* **Document extract**:
· · · ·

Daejeon Hana Citizen Football Club (Korean 대전 하나 시티즌 축구단) is a South Korean professional football team based in Daejeon that competes in the K League 1, the top tier of South Korean football. At the time of its foundation in 1997, Daejeon Citizen was the first community club in South Korea, not belonging to any company. The club first entered the K League for the 1997 season, finishing in seventh place. In spite of a limited budget, Daejeon won the 2001 Korean FA Cup. It has not achieved sustained success in the K League, historically occupying the middle and lower reaches of the standings each season. At the end of the 2013 season, Daejeon was relegated to the K League Challenge, the second-tier league.

On 24 December 2019, Hana Financial Group Football Club Foundation bought operating rights of the club, renaming the club to its current name.

History

First steps into the K League
Following the foundation of the professional football league (the Korean Super League, reorganised as the K League in 1998) in Korea, there were few league matches held in Daejeon, and such matches that were held were played by visiting clubs. The absence of a local team in the league made it difficult for the citizens of Daejeon to identify with any particular team. However, in 1996 a plan to establish 'Daejeon Citizen' – their own local community club – was unveiled, which meant Daejeon citizens would have their own team to support in the league. Generally in Korea, 'community-club' means that the club issues shares. In the case of Daejeon, although shares weren't issued until 2005 (and the issuing of shares continued into 2006), they were already known as a "community club". Daejeon was the first club that did not belong to a specific company such as one of the 'chaebols' (Samsung, LG or the like) or another major company. This has a very symbolic meaning as essentially the club is founded upon the support of the local community rather than a specific company.

Kim Ki-bok was appointed the first manager of Daejeon Citizen. With high expectations, Daejeon took their first step to the K League in 1997 (at the time, the K League was known as the Rapido Super League), opening their season with a match against Ulsan Hyundai Horang-i. However, the results achieved in their first season did not live up to their high expectations for their first season. Although the club placed seventh in the league, ahead of Cheonan Ilhwa Chunma, Anyang LG Cheetahs and Bucheon SK, they won only three matches out of 18 games.

The IMF Crisis
In 1998, a major economic crisis necessitated IMF intervention in the South Korean economy – this period of time is commonly referred to as the "IMF crisis" in South Korea. As a consequence a number of companies, including some considered to be "Chaebol" went bankrupt, and there was widespread unemployment. Daejeon Citizen did not escape this crisis unscathed. The main board of Daejeon consisted of 4 groups – Kyeryong Construction Industrial, Dong-A Construction, DongYang Department Store and Chung-cheong Bank. But as a consequence of the IMF crisis, three of the four groups went bankrupt, leaving Kyeryong as the only survivor of the original board. There was a subsequent impact on the level of financial and management support provided to the club. This made for a particularly difficult season in the 1998 season of the K League. Again, only three games were won, but this time Daejeon finished ninth in the league, ahead of only Cheonan Ilhwa Chunma.

· · · ·

* **Instruction**: According to the football club article above, who was the first manager of Daejeon Citizen? Rely only on the football club article above.

Excerpts of pointing data:
· · · ·

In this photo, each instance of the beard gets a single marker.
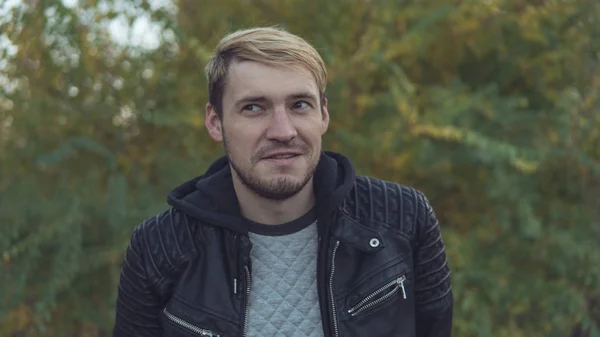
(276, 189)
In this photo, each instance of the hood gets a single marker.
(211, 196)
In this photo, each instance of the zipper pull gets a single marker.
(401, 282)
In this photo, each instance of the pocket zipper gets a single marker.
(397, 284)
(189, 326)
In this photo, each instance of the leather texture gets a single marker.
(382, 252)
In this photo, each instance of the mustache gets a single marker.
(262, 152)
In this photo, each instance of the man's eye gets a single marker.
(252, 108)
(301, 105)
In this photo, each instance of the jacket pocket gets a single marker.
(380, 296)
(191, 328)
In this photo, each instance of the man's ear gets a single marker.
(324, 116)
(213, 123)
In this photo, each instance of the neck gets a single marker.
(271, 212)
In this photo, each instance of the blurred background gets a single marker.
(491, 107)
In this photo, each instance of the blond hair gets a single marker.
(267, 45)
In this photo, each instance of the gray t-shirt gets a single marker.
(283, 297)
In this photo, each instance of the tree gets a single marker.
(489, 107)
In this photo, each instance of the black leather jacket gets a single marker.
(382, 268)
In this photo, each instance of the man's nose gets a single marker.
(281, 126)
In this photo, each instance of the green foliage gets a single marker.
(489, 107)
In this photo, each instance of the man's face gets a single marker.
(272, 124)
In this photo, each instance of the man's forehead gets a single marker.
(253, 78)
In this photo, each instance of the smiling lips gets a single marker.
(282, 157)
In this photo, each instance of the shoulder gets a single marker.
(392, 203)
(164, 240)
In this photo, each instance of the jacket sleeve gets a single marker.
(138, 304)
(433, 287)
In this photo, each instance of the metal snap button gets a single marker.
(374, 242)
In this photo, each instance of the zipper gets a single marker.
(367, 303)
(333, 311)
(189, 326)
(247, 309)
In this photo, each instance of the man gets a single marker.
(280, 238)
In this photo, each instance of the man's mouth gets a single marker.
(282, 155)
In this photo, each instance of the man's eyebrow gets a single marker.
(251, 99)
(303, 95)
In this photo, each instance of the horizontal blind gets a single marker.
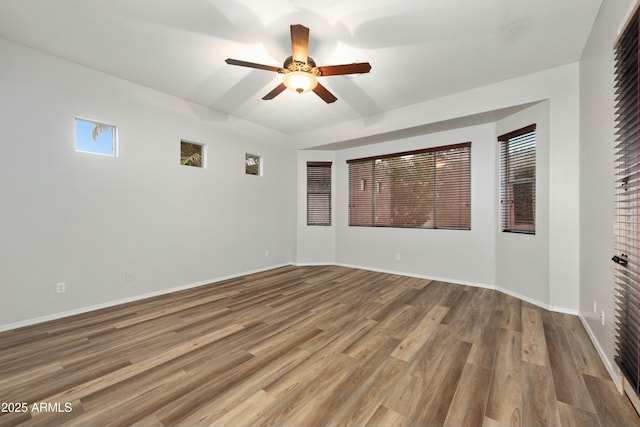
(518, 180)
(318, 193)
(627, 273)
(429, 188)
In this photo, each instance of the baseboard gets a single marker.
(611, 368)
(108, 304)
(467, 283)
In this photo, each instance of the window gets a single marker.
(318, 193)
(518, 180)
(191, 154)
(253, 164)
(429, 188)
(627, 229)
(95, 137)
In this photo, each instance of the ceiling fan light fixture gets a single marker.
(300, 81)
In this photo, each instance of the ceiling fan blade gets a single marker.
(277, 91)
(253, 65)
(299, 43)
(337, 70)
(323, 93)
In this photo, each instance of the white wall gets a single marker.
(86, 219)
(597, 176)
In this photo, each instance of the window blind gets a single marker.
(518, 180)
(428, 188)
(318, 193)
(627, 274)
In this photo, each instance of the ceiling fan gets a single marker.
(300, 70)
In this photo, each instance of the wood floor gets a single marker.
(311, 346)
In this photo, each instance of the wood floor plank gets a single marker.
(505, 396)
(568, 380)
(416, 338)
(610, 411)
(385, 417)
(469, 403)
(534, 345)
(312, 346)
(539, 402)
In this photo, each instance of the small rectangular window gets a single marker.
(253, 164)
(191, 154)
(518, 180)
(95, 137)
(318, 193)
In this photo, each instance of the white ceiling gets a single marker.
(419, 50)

· · · ·

* **Solution to this problem**: Kim Ki-bok